:: PROVIDED PASSAGE ::

Segment Open

Today, around this beautiful county, people should feel guardedly encouraged. My friends, we have received some buoying news. It lifts my spirits to hear, and read that the “Crude by Rail” plan for The Port of Grays Harbor is on hold. Hopefully, this raises the spirits of all Harborites, including our children and grandchildren — even those not yet born into this “fracked & extracted” petroleum fueled world.

According to the Shoreline Hearings Board, the city of Hoquiam has made a grave error in its Mitigated Determination of Non-Significance (MDNS) for Westway and Imperium, two of the three companies wanting to bring “crude by rail” to our port each year into perpetuity. In layman terms, this means Hoquiam failed to fully consider the significant impact of these volumes of “crude by rail” on us, on our communities and on our harbor.

For now, Grays Harbor will temporarily escape an immediate thrust into the clutches of big petroleum. Permits have been remanded back to The City of Hoquiam, back to The Department of Ecology, back to the drawing board! Yippee, but it should be back in the laps of the Port Commissioners who should regret putting all this in motion—and apologize to the people of this county. Gee, maybe this wasn’t such a good idea.

Expert testimony has brought to light both the lack of thoroughness and the mistakes in the MDNS ruling by the City of Hoquiam, who must now take time for a more proper & thorough scrutiny on the “real impacts” — impacts of increased rail traffic on an aging infrastructure. Also, in order, is a more thorough look at increased vessel traffic, including oil tankers, oil barges and tugs, moving along with the current vessel traffic in Grays Harbor. Finally the inescapable dangers of weather & seismic events, millions of gallons of crude oil, stored in a tsunami zone — all must be addressed!

Segment Closed

:: TASKS AND EXERCISES ::
1. Answer these questions from the passage on the Grays Harbor crude-by-rail plan:
(a) Which body found that the city of Hoquiam made a grave error in its Mitigated Determination of Non-Significance?
(b) Which two companies did that determination cover?
(c) To which two bodies have the permits been remanded?
2. Carry the passage on the Grays Harbor crude-by-rail plan forward from its final sentence, keeping the same voice.

:: SOURCE MATERIAL ::
Segment Open

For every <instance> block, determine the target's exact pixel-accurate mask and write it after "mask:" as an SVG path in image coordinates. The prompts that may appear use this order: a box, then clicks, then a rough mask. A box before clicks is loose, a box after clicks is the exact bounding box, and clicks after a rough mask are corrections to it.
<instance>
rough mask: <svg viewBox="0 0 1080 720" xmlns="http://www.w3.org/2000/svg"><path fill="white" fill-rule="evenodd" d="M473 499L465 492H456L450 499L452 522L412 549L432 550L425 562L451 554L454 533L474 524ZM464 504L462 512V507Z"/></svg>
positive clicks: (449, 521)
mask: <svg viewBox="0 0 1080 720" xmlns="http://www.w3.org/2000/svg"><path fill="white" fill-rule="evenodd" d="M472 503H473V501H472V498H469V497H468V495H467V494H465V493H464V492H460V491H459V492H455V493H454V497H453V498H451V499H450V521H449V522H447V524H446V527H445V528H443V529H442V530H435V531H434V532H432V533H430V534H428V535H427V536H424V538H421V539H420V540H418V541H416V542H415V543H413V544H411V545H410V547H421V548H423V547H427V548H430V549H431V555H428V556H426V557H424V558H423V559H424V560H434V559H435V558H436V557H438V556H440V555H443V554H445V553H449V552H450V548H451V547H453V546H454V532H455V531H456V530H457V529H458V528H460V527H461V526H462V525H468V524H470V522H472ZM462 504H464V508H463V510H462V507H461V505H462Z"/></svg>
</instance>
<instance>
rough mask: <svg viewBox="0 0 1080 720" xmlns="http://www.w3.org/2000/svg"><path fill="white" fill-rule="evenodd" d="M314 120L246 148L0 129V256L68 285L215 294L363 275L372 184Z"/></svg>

Segment Closed
Segment Open

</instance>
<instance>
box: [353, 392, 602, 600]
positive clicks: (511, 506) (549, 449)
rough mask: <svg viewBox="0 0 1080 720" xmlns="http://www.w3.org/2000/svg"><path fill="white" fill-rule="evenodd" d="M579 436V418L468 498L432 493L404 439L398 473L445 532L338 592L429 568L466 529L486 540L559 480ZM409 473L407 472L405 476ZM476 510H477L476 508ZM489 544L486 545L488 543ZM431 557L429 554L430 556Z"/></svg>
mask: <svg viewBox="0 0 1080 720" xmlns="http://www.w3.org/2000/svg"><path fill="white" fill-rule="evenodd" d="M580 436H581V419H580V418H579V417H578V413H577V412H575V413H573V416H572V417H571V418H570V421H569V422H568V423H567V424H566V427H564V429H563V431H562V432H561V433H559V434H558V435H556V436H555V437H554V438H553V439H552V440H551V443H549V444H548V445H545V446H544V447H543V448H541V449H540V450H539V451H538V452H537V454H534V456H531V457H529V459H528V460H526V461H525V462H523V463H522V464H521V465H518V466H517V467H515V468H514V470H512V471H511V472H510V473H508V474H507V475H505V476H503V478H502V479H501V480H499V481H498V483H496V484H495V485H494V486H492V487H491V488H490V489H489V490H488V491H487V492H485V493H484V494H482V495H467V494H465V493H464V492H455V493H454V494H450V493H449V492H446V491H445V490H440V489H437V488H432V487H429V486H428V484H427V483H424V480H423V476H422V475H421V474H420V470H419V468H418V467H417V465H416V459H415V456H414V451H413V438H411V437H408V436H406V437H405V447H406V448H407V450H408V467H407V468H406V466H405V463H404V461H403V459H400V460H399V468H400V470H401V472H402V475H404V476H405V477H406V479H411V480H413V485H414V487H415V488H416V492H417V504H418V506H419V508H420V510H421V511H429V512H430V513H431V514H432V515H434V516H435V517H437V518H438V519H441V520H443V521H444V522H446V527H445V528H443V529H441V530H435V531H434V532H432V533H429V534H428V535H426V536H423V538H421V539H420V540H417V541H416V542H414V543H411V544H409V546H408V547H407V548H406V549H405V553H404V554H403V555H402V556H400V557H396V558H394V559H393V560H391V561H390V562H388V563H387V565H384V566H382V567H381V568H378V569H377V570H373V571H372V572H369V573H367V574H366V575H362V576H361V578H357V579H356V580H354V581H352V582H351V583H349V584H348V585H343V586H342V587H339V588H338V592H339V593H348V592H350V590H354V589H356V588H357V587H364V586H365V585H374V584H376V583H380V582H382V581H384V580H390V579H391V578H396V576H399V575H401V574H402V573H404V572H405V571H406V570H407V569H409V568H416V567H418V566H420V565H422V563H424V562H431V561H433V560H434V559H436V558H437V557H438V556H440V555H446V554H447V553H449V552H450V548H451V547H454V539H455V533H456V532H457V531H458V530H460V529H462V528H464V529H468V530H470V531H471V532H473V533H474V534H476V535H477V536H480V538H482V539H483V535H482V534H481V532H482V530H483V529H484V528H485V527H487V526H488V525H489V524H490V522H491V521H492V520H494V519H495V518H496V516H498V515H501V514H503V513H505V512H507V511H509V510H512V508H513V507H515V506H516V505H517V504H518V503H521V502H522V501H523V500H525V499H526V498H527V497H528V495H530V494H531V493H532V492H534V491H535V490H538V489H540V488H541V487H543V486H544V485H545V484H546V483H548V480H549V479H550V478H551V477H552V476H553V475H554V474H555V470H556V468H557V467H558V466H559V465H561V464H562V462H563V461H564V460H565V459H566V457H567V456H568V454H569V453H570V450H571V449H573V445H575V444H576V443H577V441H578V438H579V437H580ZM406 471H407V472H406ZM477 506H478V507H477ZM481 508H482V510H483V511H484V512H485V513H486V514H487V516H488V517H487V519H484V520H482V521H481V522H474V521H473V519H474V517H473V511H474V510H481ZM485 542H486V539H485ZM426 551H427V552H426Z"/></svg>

Segment Closed
Segment Open

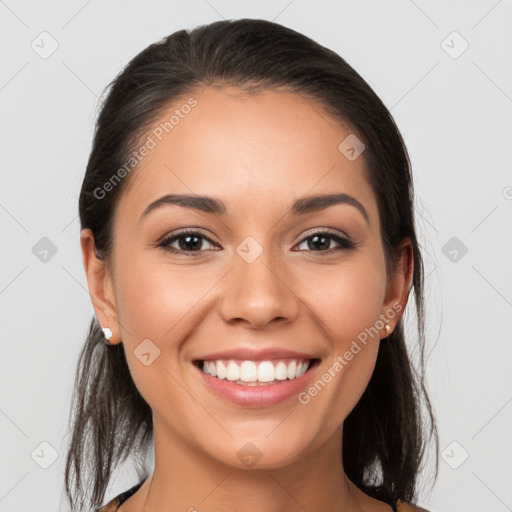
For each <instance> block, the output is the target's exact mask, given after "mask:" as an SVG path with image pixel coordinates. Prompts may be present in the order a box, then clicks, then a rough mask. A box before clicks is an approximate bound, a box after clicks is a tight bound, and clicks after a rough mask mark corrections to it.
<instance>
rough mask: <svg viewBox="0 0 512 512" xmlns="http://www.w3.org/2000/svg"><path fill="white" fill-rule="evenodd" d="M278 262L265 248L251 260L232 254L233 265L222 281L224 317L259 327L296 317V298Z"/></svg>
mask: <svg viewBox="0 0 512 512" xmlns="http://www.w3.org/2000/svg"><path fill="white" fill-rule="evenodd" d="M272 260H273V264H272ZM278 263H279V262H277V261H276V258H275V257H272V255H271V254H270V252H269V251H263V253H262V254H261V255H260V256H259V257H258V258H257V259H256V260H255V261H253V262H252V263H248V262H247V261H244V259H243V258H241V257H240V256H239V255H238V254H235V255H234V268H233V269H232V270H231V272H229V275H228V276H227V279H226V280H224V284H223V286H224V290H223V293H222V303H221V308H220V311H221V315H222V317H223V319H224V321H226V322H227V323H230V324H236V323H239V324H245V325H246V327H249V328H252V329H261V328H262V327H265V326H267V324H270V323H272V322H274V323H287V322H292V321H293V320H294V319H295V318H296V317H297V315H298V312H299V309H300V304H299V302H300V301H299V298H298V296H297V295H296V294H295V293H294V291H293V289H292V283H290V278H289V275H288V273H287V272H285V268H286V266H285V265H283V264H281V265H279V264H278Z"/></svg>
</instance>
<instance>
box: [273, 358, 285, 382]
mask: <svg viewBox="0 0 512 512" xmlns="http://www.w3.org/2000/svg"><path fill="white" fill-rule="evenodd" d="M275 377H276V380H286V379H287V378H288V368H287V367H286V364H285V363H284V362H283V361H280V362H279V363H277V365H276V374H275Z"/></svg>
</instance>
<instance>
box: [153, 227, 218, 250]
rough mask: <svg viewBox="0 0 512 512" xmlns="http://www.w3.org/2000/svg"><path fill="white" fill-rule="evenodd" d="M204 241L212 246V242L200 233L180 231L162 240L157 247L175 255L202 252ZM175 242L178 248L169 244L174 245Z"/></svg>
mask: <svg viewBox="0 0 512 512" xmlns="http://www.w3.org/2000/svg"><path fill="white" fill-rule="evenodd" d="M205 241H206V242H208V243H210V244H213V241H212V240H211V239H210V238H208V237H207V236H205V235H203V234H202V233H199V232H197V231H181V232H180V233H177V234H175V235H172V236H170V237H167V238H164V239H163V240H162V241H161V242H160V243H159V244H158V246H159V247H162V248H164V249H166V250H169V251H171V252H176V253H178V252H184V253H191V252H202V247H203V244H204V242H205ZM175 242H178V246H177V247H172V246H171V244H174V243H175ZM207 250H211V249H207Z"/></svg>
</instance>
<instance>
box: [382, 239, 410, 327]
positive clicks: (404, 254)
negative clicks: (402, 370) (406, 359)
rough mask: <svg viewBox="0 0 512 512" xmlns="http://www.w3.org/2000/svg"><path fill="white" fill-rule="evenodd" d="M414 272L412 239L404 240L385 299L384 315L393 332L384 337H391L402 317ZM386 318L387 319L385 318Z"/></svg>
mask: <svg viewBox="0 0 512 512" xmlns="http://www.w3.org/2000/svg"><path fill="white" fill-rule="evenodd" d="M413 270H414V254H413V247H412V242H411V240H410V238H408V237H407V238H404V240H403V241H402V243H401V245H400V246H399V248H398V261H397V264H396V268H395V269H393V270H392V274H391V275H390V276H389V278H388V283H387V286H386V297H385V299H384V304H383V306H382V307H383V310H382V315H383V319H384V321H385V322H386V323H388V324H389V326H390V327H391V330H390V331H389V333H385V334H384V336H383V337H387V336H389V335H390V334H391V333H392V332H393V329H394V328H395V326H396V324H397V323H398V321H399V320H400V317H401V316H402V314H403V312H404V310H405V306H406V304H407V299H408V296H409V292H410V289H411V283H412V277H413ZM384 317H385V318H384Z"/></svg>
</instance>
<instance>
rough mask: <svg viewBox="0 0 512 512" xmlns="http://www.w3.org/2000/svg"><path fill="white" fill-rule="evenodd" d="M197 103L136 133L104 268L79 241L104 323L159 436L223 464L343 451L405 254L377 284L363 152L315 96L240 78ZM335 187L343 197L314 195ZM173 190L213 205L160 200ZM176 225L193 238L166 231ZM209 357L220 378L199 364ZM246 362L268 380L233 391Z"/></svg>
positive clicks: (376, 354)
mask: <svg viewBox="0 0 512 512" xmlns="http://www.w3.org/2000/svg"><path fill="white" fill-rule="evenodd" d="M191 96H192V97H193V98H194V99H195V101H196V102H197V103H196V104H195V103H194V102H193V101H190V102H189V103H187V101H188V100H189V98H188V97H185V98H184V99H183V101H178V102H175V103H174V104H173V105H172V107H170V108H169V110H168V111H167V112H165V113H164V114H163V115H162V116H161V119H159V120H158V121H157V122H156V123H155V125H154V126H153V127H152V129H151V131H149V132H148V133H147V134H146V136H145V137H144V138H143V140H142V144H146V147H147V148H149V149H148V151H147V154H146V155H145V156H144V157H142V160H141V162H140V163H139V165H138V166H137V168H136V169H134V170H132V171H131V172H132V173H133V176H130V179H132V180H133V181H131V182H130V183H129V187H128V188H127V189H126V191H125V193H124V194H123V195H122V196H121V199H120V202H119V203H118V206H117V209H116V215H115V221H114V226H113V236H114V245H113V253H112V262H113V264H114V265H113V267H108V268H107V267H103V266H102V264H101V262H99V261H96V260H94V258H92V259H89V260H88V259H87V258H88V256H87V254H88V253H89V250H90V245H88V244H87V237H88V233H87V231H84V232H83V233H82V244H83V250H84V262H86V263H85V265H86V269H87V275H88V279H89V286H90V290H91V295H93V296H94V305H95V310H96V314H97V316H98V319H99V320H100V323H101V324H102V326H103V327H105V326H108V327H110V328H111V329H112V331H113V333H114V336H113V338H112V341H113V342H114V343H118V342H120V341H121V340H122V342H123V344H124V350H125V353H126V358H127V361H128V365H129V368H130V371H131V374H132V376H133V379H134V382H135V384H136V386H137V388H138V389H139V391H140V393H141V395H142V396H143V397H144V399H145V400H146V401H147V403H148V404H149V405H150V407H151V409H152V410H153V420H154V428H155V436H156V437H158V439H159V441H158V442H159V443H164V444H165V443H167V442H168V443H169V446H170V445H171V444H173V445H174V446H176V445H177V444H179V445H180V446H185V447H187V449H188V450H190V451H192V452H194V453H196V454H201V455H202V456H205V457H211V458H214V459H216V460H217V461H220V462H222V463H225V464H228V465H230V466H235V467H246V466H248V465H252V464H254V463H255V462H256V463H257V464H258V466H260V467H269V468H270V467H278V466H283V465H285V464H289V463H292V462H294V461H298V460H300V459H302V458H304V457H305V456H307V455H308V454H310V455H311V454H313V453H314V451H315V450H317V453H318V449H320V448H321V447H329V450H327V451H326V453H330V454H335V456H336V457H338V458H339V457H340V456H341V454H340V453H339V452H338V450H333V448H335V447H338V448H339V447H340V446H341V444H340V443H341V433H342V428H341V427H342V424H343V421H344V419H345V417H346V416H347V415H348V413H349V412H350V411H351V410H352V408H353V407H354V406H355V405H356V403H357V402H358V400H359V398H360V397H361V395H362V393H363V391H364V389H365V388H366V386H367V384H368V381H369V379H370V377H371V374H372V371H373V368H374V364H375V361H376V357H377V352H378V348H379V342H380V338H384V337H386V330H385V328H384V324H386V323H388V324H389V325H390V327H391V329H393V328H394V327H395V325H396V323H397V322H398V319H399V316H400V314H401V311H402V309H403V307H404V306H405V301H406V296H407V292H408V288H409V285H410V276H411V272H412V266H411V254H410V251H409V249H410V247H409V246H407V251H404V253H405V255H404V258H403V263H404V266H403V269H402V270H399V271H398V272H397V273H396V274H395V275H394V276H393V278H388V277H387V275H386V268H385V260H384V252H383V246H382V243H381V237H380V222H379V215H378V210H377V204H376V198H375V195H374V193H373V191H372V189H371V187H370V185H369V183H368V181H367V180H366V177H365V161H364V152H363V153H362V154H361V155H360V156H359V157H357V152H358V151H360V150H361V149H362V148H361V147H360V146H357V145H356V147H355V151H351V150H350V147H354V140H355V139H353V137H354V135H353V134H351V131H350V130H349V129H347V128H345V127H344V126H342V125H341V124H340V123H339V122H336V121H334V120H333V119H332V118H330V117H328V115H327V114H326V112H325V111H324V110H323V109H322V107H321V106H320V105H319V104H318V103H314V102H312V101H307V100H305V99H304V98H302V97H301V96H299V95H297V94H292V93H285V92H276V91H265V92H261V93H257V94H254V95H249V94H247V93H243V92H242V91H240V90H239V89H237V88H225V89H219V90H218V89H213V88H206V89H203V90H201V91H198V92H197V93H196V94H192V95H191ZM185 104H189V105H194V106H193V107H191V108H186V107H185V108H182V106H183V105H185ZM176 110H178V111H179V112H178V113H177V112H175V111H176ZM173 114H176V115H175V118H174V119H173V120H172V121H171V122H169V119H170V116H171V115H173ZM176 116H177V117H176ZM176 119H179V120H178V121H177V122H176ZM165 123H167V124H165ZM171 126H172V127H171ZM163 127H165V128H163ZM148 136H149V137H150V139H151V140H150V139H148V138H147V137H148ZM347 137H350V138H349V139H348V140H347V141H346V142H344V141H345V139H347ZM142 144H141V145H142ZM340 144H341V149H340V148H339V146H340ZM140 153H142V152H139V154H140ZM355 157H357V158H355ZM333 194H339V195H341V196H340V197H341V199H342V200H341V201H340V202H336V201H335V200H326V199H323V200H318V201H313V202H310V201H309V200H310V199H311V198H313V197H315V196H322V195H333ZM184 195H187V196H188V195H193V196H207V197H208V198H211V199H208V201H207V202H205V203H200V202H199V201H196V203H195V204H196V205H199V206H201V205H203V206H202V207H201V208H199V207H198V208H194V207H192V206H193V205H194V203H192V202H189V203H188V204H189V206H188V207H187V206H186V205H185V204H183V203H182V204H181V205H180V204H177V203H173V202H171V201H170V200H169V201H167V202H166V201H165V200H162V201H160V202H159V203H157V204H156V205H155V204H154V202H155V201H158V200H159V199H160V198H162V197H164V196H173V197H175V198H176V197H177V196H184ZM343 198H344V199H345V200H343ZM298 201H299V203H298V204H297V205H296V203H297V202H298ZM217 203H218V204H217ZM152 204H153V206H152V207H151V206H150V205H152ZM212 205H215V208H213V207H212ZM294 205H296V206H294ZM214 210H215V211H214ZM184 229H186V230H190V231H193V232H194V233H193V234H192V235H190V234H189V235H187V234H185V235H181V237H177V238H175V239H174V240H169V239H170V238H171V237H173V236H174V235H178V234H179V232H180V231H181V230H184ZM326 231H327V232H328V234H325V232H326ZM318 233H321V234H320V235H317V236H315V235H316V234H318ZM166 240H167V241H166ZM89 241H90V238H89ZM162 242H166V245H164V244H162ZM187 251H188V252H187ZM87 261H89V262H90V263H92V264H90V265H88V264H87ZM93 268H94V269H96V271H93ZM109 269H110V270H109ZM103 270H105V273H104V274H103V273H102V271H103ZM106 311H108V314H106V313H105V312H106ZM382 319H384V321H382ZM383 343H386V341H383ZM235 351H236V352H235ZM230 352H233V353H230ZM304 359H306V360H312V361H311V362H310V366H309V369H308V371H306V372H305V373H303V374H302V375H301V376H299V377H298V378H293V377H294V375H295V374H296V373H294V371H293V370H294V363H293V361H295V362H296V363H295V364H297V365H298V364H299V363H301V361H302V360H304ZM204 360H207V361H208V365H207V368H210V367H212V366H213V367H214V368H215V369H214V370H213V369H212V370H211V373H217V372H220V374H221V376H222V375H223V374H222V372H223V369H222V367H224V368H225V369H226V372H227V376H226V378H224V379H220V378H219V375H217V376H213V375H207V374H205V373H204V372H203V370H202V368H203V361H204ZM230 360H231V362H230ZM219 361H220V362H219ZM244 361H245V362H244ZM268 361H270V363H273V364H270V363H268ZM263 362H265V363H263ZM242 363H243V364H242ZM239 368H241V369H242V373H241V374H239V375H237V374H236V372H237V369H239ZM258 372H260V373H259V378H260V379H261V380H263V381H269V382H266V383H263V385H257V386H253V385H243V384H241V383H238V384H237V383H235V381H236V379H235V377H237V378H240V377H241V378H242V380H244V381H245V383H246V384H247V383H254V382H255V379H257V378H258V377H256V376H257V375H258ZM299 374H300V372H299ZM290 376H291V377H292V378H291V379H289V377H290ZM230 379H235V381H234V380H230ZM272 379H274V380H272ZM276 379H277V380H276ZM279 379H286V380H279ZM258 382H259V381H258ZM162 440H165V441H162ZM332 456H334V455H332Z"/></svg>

Segment Closed

:: RESPONSES BY TASK ::
1.
(a) The Shoreline Hearings Board.
(b) Westway and Imperium.
(c) The City of Hoquiam and The Department of Ecology.

2.
Isn’t it ironic, at the time of Hoquiam’s MDNS on Westway, many, if not most, of these same concerns were raised by 44 citizenss who took the time to do the research and write letters to the City of Hoquiam, Brian Shay and The Department of Ecology — and some to the Port. All remained silent to those letters. At that time, last May, I found it offensive that there were no responses to any citizens’ concerns from those entities. The letters were received — perhaps they weren’t read? Where is the concern for the safety and lives and jobs of we, the people of Grays Harbor County? Where is our voice? It should be coming from the mouths of our Port Commissioners. Isn’t it our Port? Don’t we pay a lot of taxes to the Port? Don’t we elect the three Port Commissioners who usually run unopposed? Not this November.

While some have been accused of making the current race for Port Commissioner, Dist. No. 3 — a one issue campaign — it isn’t. “Crude by Rail” is certainly not the only issue; it is simply the most critical. It is indefensible and the most dangerous issue faced by our citizens. We are at a crossroads. Communities, businesses and citizens in our county cannot be convinced by the current Dist. 3 Port Commissioner, Chuck Caldwell, of any benefits presented by 110 additional crude oil trains per month through our towns, across our waters, past our homes, diminishing our property values and our lives. It is claimed that our Port is doing well, where is the trickle down? The honesty? The tranparency? We, the people of Grays Harbor, are not expendable. Port commissioners can be replaced if they do not value expert testimony, the lives, opinions, health and safety of the people, and pioneers in all of the communities across Grays Harbor, east to west, north to south. Election day is Nov. 5. Ballots are coming to your mail boxes Oct. 18.

I ask you all to “Balance the Port.” I rest my case.